• [MATERIALS PROVIDED]
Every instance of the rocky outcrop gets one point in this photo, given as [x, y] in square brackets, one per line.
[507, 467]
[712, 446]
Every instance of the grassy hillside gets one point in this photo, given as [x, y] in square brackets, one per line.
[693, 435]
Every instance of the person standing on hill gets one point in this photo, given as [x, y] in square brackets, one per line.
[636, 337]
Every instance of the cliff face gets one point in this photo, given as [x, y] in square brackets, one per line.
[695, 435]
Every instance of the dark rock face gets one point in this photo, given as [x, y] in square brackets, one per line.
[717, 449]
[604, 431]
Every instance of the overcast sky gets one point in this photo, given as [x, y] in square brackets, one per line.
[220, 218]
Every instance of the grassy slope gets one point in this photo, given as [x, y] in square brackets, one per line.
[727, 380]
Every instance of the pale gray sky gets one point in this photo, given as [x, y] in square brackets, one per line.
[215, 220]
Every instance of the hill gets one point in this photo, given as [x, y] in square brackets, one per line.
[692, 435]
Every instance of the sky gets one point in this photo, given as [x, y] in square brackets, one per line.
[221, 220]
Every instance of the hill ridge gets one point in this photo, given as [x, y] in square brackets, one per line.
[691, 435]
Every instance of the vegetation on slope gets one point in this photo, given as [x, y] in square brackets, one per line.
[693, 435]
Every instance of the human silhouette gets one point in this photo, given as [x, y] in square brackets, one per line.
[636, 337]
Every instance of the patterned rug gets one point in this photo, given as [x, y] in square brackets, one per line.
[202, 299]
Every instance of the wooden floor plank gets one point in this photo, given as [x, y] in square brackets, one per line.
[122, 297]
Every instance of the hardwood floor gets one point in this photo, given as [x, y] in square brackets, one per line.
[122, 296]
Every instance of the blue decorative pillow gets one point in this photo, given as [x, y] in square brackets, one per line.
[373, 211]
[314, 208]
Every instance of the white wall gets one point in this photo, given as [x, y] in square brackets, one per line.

• [THE TASK]
Reproduce all of the data above line for line, without changing a single character.

• [THE RESPONSE]
Every instance of the rocky outcrop gets one point in this photo, given as [x, y] in square brackets, one per line.
[507, 467]
[712, 446]
Every instance of the grassy hillside gets one point in this photo, given as [x, y] in square brackets, one per line.
[693, 435]
Every instance of the person standing on hill gets one point in this photo, given as [x, y] in square brackets, one per line.
[636, 337]
Every instance of the cliff face gets one point in this photo, given as [x, y] in square brackets, one per line.
[695, 435]
Every instance of the dark rock face gets one point in this photo, given as [x, y] in square brackets, one per line.
[717, 449]
[604, 431]
Every instance of the overcast sky gets one point in this photo, given as [x, y] in square brackets, one per line.
[220, 218]
Every instance of the grassy slope gets one point in this photo, given as [x, y] in square brackets, one per line.
[727, 380]
Every instance of the pale gray sky gets one point in this photo, given as [x, y] in square brackets, one per line.
[215, 220]
Every instance of the hill gets one point in this photo, given as [x, y] in square brackets, one per line.
[692, 435]
Every instance of the sky gets one point in this photo, given as [x, y] in square brackets, one per line.
[221, 220]
Every instance of the hill ridge gets one point in this photo, given as [x, y] in square brackets, one per line.
[691, 435]
Every instance of the vegetation on slope gets one point in this photo, given as [x, y] in square brackets, one per line.
[693, 435]
Every instance of the human silhouette gets one point in this photo, given as [x, y] in square brackets, one per line.
[636, 337]
Every instance of the patterned rug gets one point in this photo, given as [x, y] in square brackets, one per line.
[202, 299]
Every instance of the wooden floor plank gets one point in this photo, given as [x, y] in square brackets, one per line.
[122, 297]
Every instance of the hardwood floor gets one point in this photo, given as [x, y] in square brackets, one per line.
[122, 296]
Every instance of the blue decorative pillow gets one point in this photo, given as [x, y] in square brackets, one per line.
[373, 211]
[314, 208]
Every instance of the white wall gets one point in this photo, given as [x, y] in square brackets, one per line.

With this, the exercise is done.